__What you have to do__:
Copy word for word the lines of the entries below, starting at the line that has "grille in window." and stopping after the line that has "(677, 517), (712, 559)". Leave out any picture.

····················

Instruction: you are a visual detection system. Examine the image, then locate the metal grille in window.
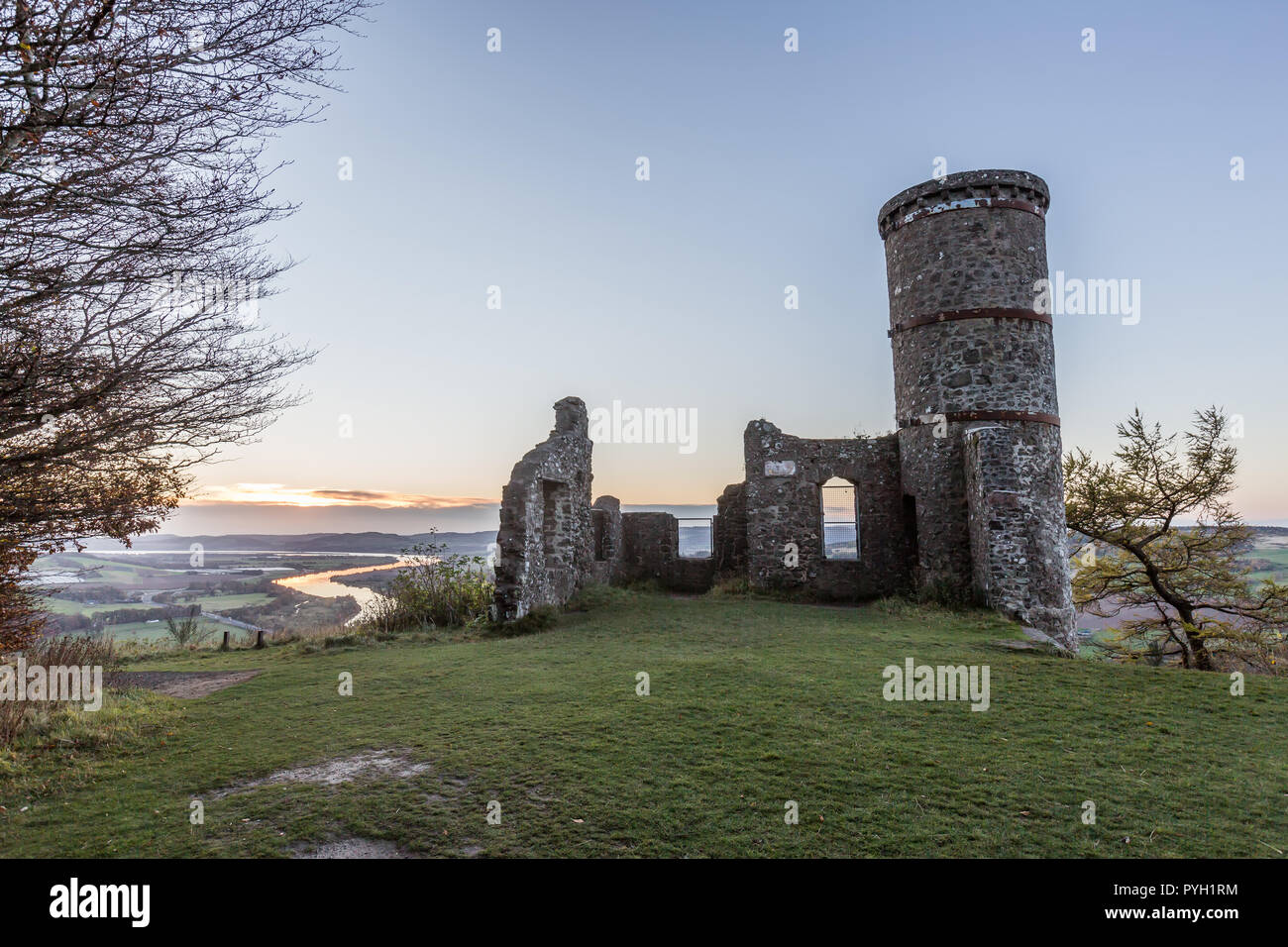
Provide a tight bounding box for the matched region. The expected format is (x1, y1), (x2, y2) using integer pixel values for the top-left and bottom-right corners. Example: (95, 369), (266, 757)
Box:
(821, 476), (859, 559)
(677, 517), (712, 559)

····················

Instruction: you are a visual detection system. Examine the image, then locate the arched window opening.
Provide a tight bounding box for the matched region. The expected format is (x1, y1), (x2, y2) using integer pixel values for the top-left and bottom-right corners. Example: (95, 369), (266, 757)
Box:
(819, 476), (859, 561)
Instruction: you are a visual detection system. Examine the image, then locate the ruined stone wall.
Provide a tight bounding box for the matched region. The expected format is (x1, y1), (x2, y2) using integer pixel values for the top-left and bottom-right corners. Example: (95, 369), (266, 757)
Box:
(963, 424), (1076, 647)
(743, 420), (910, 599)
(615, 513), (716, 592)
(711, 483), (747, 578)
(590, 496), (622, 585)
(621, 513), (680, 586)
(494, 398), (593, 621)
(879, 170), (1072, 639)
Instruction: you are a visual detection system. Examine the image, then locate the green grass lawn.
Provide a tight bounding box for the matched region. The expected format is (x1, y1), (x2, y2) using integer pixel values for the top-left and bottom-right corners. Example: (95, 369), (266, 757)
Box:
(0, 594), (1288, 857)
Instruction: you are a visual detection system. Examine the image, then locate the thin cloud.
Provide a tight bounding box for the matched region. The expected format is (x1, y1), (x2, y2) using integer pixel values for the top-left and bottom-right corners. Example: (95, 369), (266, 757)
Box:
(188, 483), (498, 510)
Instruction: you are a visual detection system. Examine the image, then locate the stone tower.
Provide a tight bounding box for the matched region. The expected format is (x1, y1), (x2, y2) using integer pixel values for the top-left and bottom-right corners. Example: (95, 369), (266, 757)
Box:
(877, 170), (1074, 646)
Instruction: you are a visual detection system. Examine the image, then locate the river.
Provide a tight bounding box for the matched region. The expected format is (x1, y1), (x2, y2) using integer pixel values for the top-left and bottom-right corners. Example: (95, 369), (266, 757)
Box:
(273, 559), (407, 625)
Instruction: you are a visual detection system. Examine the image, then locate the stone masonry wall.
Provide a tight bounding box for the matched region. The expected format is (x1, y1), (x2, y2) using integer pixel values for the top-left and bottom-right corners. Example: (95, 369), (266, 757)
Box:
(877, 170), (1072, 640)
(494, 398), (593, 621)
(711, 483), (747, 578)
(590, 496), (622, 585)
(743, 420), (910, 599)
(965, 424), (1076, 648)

····················

__Result below__:
Instruction: you are a visual detection system. Examine the image, then locate the metal grille in window.
Provide a tight bounding box for the matched region. The expected format is (x1, y1), (x2, y2) using integer pixel values for the top-left and bottom-right corners. Example: (95, 369), (266, 757)
Box:
(821, 476), (859, 559)
(677, 517), (712, 559)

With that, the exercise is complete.